Set exercise ▸ Reproduce only this part of the listing: the line with "reflection, I would be grateful.", plus every line after it through the last.

** begin Data supplied **

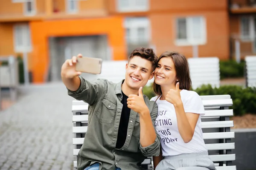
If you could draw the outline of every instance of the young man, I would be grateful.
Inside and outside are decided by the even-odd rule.
[[[125,79],[113,83],[105,79],[89,82],[79,76],[75,65],[81,57],[73,57],[61,68],[68,94],[89,105],[78,170],[140,170],[146,157],[158,156],[160,148],[154,126],[157,105],[142,93],[153,78],[157,57],[151,48],[136,49],[125,66]]]

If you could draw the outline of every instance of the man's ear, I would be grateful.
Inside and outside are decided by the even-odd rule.
[[[154,71],[153,71],[151,74],[150,74],[150,76],[149,76],[149,78],[148,79],[151,79],[153,77],[154,77]]]

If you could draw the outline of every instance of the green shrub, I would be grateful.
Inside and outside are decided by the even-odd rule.
[[[16,59],[18,62],[18,72],[19,76],[19,82],[20,83],[24,83],[24,66],[23,60],[20,56],[18,56]],[[1,65],[8,65],[8,61],[5,61],[2,62]]]
[[[229,94],[233,101],[234,115],[241,116],[245,113],[256,114],[256,88],[243,88],[238,85],[223,85],[219,88],[209,85],[203,85],[201,88],[192,90],[199,95],[215,95]],[[151,87],[145,86],[143,89],[143,94],[149,99],[155,96]]]
[[[221,79],[242,77],[244,76],[245,62],[239,63],[235,60],[220,61]]]

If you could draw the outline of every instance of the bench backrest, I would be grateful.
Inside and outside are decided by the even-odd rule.
[[[235,160],[235,154],[232,153],[235,143],[231,139],[235,137],[234,132],[230,128],[234,126],[230,116],[233,116],[233,110],[229,107],[233,105],[230,96],[228,95],[202,96],[201,96],[206,110],[201,118],[203,137],[209,156],[217,166],[218,170],[234,170],[235,166],[231,166]],[[74,126],[73,139],[73,155],[75,156],[74,166],[76,167],[76,156],[84,142],[87,130],[88,105],[83,101],[74,100],[72,104],[73,121]],[[151,158],[145,159],[142,165],[151,166]],[[223,166],[223,165],[226,166]]]
[[[220,82],[219,60],[216,57],[190,58],[188,59],[192,88],[210,84],[219,87]]]
[[[246,86],[256,87],[256,56],[246,56],[245,60]]]

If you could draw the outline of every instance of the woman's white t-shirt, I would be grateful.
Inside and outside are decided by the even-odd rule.
[[[164,156],[207,151],[203,139],[201,127],[201,116],[205,114],[202,100],[196,92],[186,90],[180,91],[180,96],[185,113],[200,114],[192,139],[187,143],[184,142],[179,132],[173,105],[159,98],[156,101],[157,96],[150,100],[156,101],[158,107],[155,126],[161,137]]]

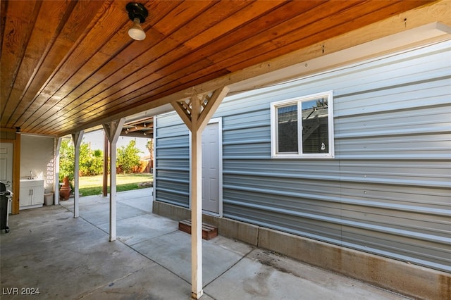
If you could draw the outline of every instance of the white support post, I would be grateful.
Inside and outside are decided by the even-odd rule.
[[[172,106],[191,131],[191,297],[198,299],[202,289],[202,131],[229,88],[210,96],[193,95],[190,101]]]
[[[116,143],[125,119],[113,121],[109,124],[104,124],[105,134],[110,142],[110,237],[109,241],[113,242],[116,239]]]
[[[61,147],[62,137],[55,139],[55,177],[54,177],[54,191],[55,191],[55,205],[59,204],[59,149]]]
[[[197,123],[201,106],[192,101],[191,129],[191,284],[194,299],[200,298],[202,289],[202,132]]]
[[[75,164],[73,169],[73,217],[78,218],[78,200],[80,197],[80,193],[78,192],[78,186],[80,182],[80,177],[78,176],[80,170],[80,146],[82,144],[82,139],[83,139],[83,130],[79,131],[72,134],[72,139],[73,140],[75,148]]]

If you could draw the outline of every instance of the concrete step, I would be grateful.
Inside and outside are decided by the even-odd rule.
[[[178,230],[191,235],[191,220],[183,220],[178,223]],[[218,227],[210,224],[202,223],[202,239],[209,240],[218,235]]]

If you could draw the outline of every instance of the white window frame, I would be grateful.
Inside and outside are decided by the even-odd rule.
[[[304,101],[327,97],[328,99],[328,152],[317,154],[302,153],[302,104]],[[297,104],[297,153],[278,153],[278,137],[277,108]],[[302,97],[291,98],[271,104],[271,158],[333,158],[335,157],[333,134],[333,93],[328,91]]]

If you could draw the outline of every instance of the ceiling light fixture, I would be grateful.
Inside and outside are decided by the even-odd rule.
[[[142,41],[146,38],[146,32],[140,24],[146,20],[149,13],[144,5],[140,3],[130,2],[125,6],[128,12],[128,18],[133,21],[133,26],[128,30],[128,35],[133,39]]]

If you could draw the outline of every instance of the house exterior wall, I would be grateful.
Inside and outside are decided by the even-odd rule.
[[[451,43],[226,97],[223,217],[451,272]],[[270,104],[333,90],[335,158],[271,159]],[[189,207],[188,130],[156,118],[155,200]]]
[[[33,176],[44,180],[44,192],[54,190],[55,138],[22,134],[20,177]]]

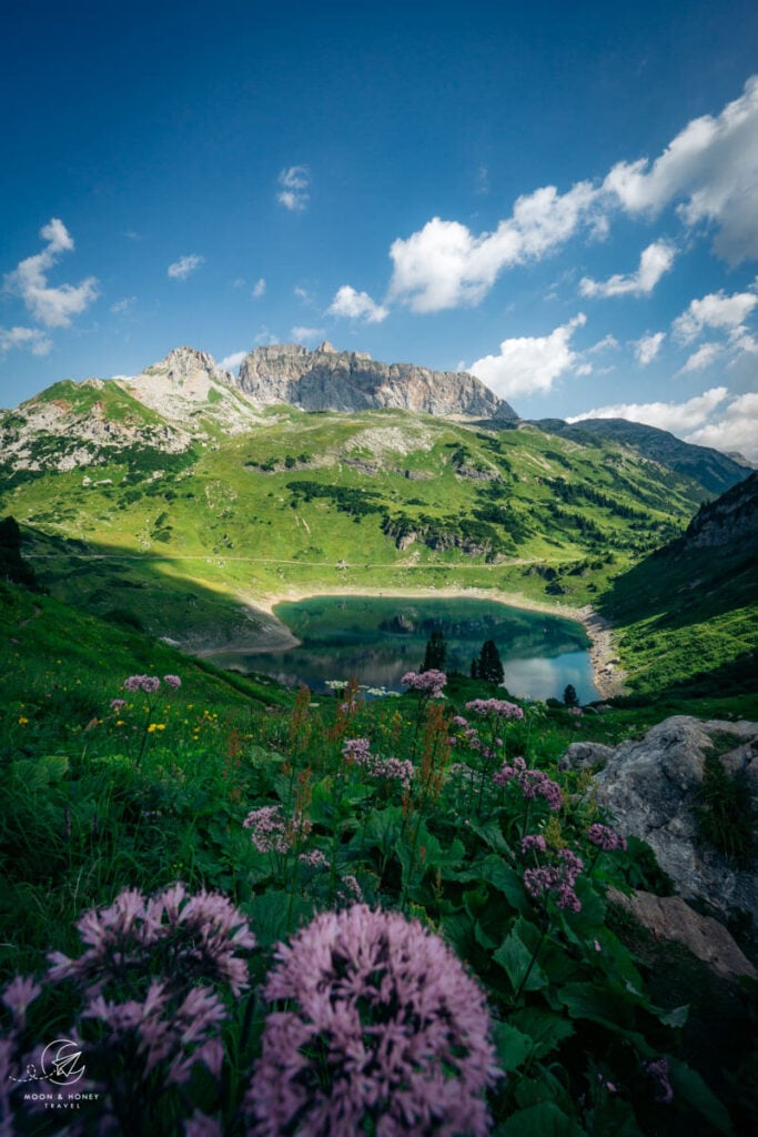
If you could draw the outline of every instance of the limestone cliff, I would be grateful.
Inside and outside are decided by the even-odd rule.
[[[467,372],[380,363],[364,351],[336,351],[327,342],[315,351],[295,343],[256,348],[242,360],[239,383],[255,402],[286,402],[303,410],[394,407],[444,418],[517,417]]]

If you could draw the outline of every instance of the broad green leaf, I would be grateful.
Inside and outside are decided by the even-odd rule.
[[[530,1036],[538,1059],[550,1054],[574,1034],[574,1024],[568,1019],[540,1007],[523,1007],[511,1014],[508,1021],[522,1034]]]
[[[509,936],[500,945],[492,958],[499,963],[510,979],[514,991],[527,990],[536,991],[547,987],[548,977],[540,966],[539,960],[534,960],[534,952],[530,951],[519,936],[518,920]],[[534,960],[534,962],[533,962]]]
[[[584,1130],[553,1102],[517,1110],[498,1129],[502,1137],[584,1137]]]
[[[517,1070],[534,1054],[534,1041],[528,1035],[523,1035],[507,1022],[495,1022],[492,1035],[498,1060],[506,1073]]]
[[[697,1110],[714,1127],[715,1132],[731,1134],[732,1122],[724,1105],[710,1087],[702,1080],[697,1070],[684,1062],[672,1061],[670,1082],[674,1097],[684,1099]]]

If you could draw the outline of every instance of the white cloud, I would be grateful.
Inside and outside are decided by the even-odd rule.
[[[758,393],[740,395],[724,409],[723,417],[707,423],[685,437],[697,446],[739,451],[758,460]]]
[[[0,327],[0,354],[14,348],[27,348],[32,355],[48,355],[52,340],[36,327]]]
[[[651,335],[643,335],[641,339],[634,342],[634,355],[636,360],[642,367],[647,367],[648,364],[652,363],[660,347],[666,339],[666,332],[653,332]]]
[[[582,226],[590,239],[603,240],[609,211],[655,216],[672,202],[685,225],[717,226],[715,249],[723,258],[758,257],[758,75],[716,118],[689,123],[652,165],[647,158],[620,161],[601,184],[576,182],[564,194],[542,186],[519,197],[493,232],[477,235],[458,221],[433,217],[398,238],[390,247],[389,299],[419,313],[477,305],[505,269],[555,252]],[[588,294],[649,294],[673,257],[672,246],[656,241],[636,273],[588,281]]]
[[[642,251],[640,267],[635,273],[616,273],[607,281],[593,281],[589,276],[580,281],[580,292],[588,297],[650,296],[660,277],[674,264],[676,248],[670,241],[653,241]]]
[[[591,348],[585,348],[584,355],[598,355],[600,351],[615,351],[618,347],[618,340],[615,335],[608,333],[603,335],[601,340],[593,343]]]
[[[538,260],[573,236],[595,198],[590,182],[563,196],[547,185],[518,198],[508,219],[478,236],[460,222],[433,217],[407,240],[392,242],[390,299],[414,312],[476,305],[505,268]]]
[[[576,423],[582,418],[627,418],[634,423],[647,423],[659,430],[677,433],[702,425],[711,412],[728,395],[726,387],[714,387],[702,395],[695,395],[686,402],[618,402],[615,406],[595,407],[582,415],[574,415],[566,422]]]
[[[295,343],[306,343],[309,340],[320,340],[324,337],[323,327],[301,327],[299,324],[290,329],[290,335]]]
[[[74,316],[78,316],[98,297],[98,282],[88,276],[81,284],[48,285],[48,273],[58,263],[63,252],[74,249],[74,239],[58,217],[52,217],[40,230],[47,248],[33,257],[27,257],[5,277],[5,288],[24,300],[35,319],[47,327],[69,327]]]
[[[368,292],[357,292],[349,284],[336,290],[326,312],[330,316],[365,319],[367,324],[381,324],[390,315],[389,309],[372,300]]]
[[[276,194],[276,200],[281,206],[293,213],[302,213],[303,209],[307,209],[310,200],[308,193],[310,171],[307,166],[290,166],[288,169],[282,169],[278,183],[282,189]]]
[[[676,374],[689,375],[693,371],[702,371],[703,367],[710,367],[711,363],[719,357],[723,350],[724,348],[720,343],[702,343],[697,351],[692,352],[684,366],[680,367]]]
[[[650,165],[648,158],[620,161],[605,189],[630,214],[656,216],[672,201],[686,225],[718,227],[714,248],[739,264],[758,256],[758,75],[714,118],[703,115]]]
[[[224,371],[236,371],[247,354],[247,351],[233,351],[232,355],[224,356],[219,366],[223,367]]]
[[[580,362],[569,343],[575,329],[585,319],[583,313],[578,313],[550,335],[503,340],[499,356],[477,359],[468,371],[502,398],[549,391],[560,375],[574,370]]]
[[[726,296],[724,290],[710,292],[700,300],[692,300],[686,312],[672,324],[674,337],[681,343],[694,340],[705,327],[738,327],[758,305],[755,292],[734,292]]]
[[[135,304],[135,296],[125,296],[123,300],[116,300],[115,304],[111,304],[110,310],[115,316],[123,316],[125,313],[131,312]]]
[[[188,276],[191,276],[195,268],[205,262],[205,257],[198,256],[197,252],[191,252],[186,257],[180,257],[175,260],[173,265],[169,265],[166,269],[168,276],[175,281],[185,281]]]

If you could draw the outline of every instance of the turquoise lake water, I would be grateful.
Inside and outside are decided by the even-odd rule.
[[[352,677],[368,687],[401,691],[401,677],[419,669],[427,639],[441,631],[448,645],[447,671],[469,674],[472,659],[491,639],[511,695],[560,699],[572,683],[580,702],[599,697],[590,641],[575,620],[458,597],[316,596],[277,604],[274,612],[300,647],[217,656],[214,662],[285,683],[306,683],[314,692],[325,691],[326,680]]]

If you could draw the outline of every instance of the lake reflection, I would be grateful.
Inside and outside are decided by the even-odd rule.
[[[511,695],[563,698],[567,683],[580,702],[598,698],[584,629],[574,620],[511,608],[493,600],[316,596],[276,605],[276,616],[301,640],[288,652],[219,655],[215,663],[306,683],[325,691],[327,680],[350,679],[401,691],[417,671],[426,641],[441,631],[447,671],[469,674],[484,640],[498,646]]]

** end Data supplied **

Result ▸
If you could draw the outline of every instance of the lake reflection, I would be grateful.
Inside and outside are decided by the even-odd rule.
[[[511,695],[563,698],[567,683],[580,702],[598,698],[584,629],[574,620],[511,608],[493,600],[316,596],[276,605],[276,616],[301,640],[288,652],[219,655],[215,663],[306,683],[325,691],[327,680],[350,679],[401,691],[417,671],[426,641],[441,631],[447,671],[469,674],[484,640],[498,646]]]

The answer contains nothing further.